## REQUIREMENT
Rewrite the rows below, changing each "clipboard" to "folder" and leaving everything else untouched.

(Object location annotation rows)
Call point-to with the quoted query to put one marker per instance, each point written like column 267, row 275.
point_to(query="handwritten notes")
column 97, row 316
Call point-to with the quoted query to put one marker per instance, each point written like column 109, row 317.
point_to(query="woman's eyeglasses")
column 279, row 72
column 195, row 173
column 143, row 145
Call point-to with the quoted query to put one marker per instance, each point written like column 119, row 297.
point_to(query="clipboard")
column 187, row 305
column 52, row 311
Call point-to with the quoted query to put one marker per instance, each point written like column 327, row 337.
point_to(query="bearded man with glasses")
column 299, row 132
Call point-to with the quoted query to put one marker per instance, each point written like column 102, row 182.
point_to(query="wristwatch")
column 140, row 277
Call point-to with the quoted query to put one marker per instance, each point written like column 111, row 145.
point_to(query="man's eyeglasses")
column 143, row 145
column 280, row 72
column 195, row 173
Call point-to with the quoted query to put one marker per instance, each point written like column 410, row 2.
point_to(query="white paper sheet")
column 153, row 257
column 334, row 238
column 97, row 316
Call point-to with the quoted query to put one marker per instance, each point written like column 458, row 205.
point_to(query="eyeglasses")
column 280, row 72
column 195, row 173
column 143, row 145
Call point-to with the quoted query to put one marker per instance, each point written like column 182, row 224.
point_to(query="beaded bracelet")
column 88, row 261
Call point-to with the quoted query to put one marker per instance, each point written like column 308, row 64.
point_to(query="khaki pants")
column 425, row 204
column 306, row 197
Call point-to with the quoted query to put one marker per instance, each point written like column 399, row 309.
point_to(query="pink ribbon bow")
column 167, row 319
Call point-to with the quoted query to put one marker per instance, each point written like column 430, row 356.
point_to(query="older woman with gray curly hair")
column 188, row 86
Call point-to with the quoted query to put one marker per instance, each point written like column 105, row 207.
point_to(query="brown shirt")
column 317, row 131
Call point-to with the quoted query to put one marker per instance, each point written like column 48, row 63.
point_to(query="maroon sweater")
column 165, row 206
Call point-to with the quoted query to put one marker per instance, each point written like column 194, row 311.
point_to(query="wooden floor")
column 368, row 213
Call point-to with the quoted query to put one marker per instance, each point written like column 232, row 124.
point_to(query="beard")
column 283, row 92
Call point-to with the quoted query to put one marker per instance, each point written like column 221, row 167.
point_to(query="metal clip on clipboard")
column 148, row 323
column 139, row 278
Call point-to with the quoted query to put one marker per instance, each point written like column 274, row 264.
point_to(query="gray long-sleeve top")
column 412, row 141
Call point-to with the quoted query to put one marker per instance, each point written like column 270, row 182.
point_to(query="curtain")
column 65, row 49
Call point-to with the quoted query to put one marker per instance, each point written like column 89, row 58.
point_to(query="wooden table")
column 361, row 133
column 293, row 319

## RESPONSE
Call point-to with the quoted query to put one marker per instance, each point written like column 267, row 275.
point_to(query="handwritten notes")
column 97, row 316
Call point-to with the quoted query to put one marker per instance, each point written like column 109, row 317.
point_to(query="woman's eyeglasses")
column 279, row 72
column 195, row 173
column 143, row 145
Call point-to with the quoted query to put one marker per instance, each point written like column 119, row 297.
point_to(query="folder")
column 187, row 305
column 52, row 311
Call point-to with the quoted query to put one marker per instance, each point written like column 327, row 337.
point_to(query="bearded man with glasses")
column 299, row 132
Call point-to with the quoted query to put one marker per instance, each point written like column 102, row 182.
point_to(query="wristwatch")
column 140, row 277
Call point-to with the quoted query to put one marker per instance, each point written like column 111, row 145.
point_to(query="man's eyeglasses")
column 143, row 145
column 280, row 72
column 195, row 173
Call point-to with the quoted query to put one marker per instance, each point written like column 410, row 2.
point_to(query="white paper sheet")
column 153, row 257
column 334, row 238
column 97, row 316
Call point-to with the quoted query to put one marker per instance, each point written like column 458, row 205.
point_to(query="eyeglasses")
column 280, row 72
column 195, row 173
column 143, row 145
Call point-to with the quoted query to put one marker per instance, each point written like column 182, row 224.
point_to(query="beaded bracelet")
column 88, row 261
Call point-to with the quoted query to put one marker per instance, each point written like column 308, row 64.
point_to(query="khaki pants")
column 425, row 204
column 306, row 197
Call point-to with the quoted query to put one marker per instance, each point written like column 399, row 309.
point_to(query="pink ribbon bow")
column 167, row 319
Call point-to with the quoted query to put one marker per instance, each point written like column 430, row 356.
point_to(query="older woman with gray curly hair")
column 188, row 86
Call point-to with the quoted query to put one marker per instance, each point written like column 105, row 207.
point_to(query="brown shirt")
column 317, row 131
Call point-to with the quoted query to put one marker per instance, each point written like column 48, row 63.
point_to(query="maroon sweater")
column 165, row 206
Call point-to with the quoted query to put one marker per instance, each point written like column 194, row 311.
point_to(query="wooden floor")
column 368, row 213
Call point-to with the quoted query to put one marker per instance, each point written like column 232, row 124.
point_to(query="beard")
column 283, row 92
Call point-to with the quoted query to put one marker per instance, each point written like column 221, row 167.
point_to(query="metal clip on folder")
column 148, row 323
column 139, row 278
Call point-to with the quoted query to put one marker per instance, each point written like column 274, row 264.
point_to(query="gray long-sleeve top")
column 412, row 141
Call point-to with the quoted query to put one marker per instance, each point written like column 270, row 182.
point_to(query="curtain")
column 65, row 49
Call point-to with the quoted query to put one marker per instance, each point written like column 89, row 58.
point_to(query="wooden table")
column 361, row 133
column 293, row 319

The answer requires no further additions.